# [Work item]
Your task is to quote the records from their first line through the line containing "Where can the misty", with nothing added or left out.

(Data entries)
───

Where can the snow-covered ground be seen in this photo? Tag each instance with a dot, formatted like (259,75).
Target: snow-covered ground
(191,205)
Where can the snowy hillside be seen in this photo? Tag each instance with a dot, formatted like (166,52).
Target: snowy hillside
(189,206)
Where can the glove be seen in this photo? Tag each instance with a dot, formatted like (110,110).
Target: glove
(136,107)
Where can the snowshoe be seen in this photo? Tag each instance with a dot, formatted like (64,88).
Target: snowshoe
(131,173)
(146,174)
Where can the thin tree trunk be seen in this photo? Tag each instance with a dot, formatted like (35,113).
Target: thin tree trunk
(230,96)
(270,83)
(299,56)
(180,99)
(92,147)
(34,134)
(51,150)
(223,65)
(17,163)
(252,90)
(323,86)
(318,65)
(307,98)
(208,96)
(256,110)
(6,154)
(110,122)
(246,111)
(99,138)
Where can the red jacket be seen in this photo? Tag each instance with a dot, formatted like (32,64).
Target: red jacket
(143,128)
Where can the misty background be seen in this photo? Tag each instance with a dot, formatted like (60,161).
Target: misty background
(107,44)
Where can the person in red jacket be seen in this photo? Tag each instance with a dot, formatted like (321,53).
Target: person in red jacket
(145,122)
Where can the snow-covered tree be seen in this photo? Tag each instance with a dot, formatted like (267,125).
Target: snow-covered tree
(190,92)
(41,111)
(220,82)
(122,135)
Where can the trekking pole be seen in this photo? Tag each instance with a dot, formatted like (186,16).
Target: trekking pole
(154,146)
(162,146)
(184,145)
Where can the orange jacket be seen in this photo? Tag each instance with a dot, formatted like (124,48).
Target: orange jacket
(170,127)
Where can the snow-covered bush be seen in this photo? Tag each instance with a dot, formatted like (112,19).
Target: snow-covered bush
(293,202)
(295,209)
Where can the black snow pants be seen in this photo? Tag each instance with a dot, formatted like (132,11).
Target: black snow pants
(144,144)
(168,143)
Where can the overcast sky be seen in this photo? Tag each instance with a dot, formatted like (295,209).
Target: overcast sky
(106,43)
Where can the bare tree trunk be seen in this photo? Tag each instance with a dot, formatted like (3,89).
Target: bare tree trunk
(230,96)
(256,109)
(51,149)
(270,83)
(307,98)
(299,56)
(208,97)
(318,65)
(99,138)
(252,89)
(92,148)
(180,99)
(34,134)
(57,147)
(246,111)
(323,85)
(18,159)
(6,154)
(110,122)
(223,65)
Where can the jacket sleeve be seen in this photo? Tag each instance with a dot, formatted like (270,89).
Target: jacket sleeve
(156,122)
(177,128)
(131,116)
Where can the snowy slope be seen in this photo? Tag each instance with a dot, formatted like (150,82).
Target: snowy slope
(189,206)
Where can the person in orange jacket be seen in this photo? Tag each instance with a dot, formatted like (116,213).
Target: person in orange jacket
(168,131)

───

# [Final answer]
Where can the snow-covered ground be seen in this photo? Tag each instance with a dot, formatted like (259,75).
Target: snow-covered ground
(191,205)
Where can the snowy hillside be seen in this photo? Tag each instance with a dot, formatted like (166,52).
Target: snowy hillside
(189,206)
Where can the glove be seen in this photo? Tag each instance with a dot, formatted like (110,110).
Target: glove
(136,107)
Where can the snowshoe be seen in this photo? Tag each instance with a dot, formatted like (64,88).
Target: snowshoe
(131,173)
(146,174)
Where can the thin tree trunk be seen in this photo? Tag each instance with a dot, formatted like (35,113).
Target: thin tree trunk
(230,96)
(270,83)
(299,56)
(180,99)
(92,147)
(34,134)
(51,150)
(223,65)
(17,163)
(252,90)
(323,86)
(318,65)
(307,98)
(208,96)
(256,110)
(6,154)
(110,122)
(246,111)
(99,138)
Where can the red jacket be seen in this photo? Tag each instance with a dot, formatted like (32,64).
Target: red jacket
(143,128)
Where can the misty background be seen in this photo? Tag each instance with a dot, formatted like (60,161).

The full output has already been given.